In the case of Barefoot in the Park, there was also behind-the-scenes strife. Star Scoey Mitchell was fired due to "differences of opinion" with the series' producers. By this time, only 12 episodes of the sitcom had been produced. Rather than replace Mitchell with another actor and disenchanted with the low ratings, ABC decided to cancel Barefoot in the Park in December, 1970. In January 1971, the network moved The Odd Couple to Friday nights where its ratings improved. Despite the fact that it never placed in the top 30 television shows, The Odd Couple had a five-year run on ABC and won Emmy Awards for its two stars Tony Randall and Jack Klugman. The installments of Barefoot in the Park were rerun as episodes of Love, American Style in syndication.

==Production notes==
The show was produced by William P. D'Angelo, and various episodes were written or directed by much of the same team that had developed The Odd Couple (Jerry Paris, Harvey Miller, Bruce Bilson and Garry Marshall). Director Charles Rondeau also had directed almost the entire first half of the first season of the American sitcom F-Troop, which also aired on ABC.
============================================================
* _Actions to take_:
**a)** Condense the paragraph beginning "In the case of Barefoot in the Park" from the passage on the Barefoot in the Park series into a bulleted list that keeps its main facts.
**b)** According to the passage on the Barefoot in the Park series, who produced the show?

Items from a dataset
============================================================
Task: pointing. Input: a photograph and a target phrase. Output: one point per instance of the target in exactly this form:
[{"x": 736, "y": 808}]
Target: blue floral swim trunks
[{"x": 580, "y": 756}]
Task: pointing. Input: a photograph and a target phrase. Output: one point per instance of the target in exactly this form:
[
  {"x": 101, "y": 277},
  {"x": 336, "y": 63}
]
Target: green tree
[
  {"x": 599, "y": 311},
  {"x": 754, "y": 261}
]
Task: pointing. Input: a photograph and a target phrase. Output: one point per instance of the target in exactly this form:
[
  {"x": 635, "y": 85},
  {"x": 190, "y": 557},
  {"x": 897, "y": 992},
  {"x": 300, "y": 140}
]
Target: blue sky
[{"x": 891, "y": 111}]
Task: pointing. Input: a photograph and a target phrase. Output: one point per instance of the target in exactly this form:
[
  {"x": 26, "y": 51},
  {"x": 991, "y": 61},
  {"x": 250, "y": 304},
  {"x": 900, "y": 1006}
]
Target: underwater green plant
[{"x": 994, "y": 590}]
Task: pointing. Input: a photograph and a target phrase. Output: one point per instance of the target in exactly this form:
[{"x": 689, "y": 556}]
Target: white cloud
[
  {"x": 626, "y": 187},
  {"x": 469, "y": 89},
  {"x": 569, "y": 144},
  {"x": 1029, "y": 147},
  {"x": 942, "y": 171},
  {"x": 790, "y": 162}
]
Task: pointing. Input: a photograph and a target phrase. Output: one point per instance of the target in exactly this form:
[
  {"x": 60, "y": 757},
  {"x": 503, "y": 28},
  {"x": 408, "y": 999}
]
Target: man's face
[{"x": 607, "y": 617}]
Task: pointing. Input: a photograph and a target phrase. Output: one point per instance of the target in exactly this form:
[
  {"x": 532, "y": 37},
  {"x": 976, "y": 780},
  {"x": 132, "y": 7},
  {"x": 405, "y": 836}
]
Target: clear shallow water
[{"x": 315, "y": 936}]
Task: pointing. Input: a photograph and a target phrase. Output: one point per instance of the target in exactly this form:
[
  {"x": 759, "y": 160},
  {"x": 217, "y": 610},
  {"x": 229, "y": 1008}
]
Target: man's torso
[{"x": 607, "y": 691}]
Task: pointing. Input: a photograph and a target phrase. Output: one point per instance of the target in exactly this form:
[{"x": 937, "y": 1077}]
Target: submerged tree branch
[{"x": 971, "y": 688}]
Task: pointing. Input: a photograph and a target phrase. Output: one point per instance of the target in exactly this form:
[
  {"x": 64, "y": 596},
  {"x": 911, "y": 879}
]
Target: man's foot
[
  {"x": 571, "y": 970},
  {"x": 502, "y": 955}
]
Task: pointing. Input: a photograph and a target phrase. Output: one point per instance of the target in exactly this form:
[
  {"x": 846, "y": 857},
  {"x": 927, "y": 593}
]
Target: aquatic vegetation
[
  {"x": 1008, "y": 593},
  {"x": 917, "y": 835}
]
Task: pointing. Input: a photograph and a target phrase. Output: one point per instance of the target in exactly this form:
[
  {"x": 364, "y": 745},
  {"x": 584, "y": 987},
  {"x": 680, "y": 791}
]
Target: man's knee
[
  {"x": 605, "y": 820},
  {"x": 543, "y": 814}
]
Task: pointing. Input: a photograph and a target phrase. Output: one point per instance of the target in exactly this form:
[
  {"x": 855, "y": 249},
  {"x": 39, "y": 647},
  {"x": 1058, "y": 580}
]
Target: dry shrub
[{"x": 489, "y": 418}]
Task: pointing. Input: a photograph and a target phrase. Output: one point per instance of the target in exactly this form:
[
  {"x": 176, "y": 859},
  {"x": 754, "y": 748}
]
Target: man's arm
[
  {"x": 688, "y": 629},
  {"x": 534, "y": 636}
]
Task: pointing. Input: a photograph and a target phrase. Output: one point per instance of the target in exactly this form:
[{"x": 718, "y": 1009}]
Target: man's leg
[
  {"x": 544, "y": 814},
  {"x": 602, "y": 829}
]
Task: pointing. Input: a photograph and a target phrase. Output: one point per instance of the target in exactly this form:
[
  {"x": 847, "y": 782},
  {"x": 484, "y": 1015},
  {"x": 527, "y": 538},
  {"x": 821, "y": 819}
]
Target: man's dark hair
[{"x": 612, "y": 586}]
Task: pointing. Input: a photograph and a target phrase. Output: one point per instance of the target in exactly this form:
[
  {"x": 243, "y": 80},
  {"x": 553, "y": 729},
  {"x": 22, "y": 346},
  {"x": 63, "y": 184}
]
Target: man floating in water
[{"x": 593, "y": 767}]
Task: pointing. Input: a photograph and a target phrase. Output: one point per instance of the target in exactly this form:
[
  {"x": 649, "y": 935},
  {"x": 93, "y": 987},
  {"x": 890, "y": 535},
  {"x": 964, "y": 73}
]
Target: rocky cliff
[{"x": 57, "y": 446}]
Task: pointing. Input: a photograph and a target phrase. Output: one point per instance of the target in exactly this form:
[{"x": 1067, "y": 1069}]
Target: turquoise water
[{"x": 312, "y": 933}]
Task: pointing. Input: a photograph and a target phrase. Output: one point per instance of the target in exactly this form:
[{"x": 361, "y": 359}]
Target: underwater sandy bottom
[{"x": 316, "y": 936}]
============================================================
* _Problem solutions_:
**a)**
- Barefoot in the Park had behind-the-scenes strife: star Scoey Mitchell was fired over "differences of opinion" with the producers.
- Only 12 episodes had been produced by then.
- Instead of recasting Mitchell, and unhappy with low ratings, ABC canceled the show in December 1970.
- In January 1971, ABC moved The Odd Couple to Friday nights, and its ratings improved.
- The Odd Couple never reached the top 30 shows but ran five years on ABC and won Emmy Awards for Tony Randall and Jack Klugman.
- Barefoot in the Park episodes were rerun in syndication as episodes of Love, American Style.

**b)** William P. D'Angelo.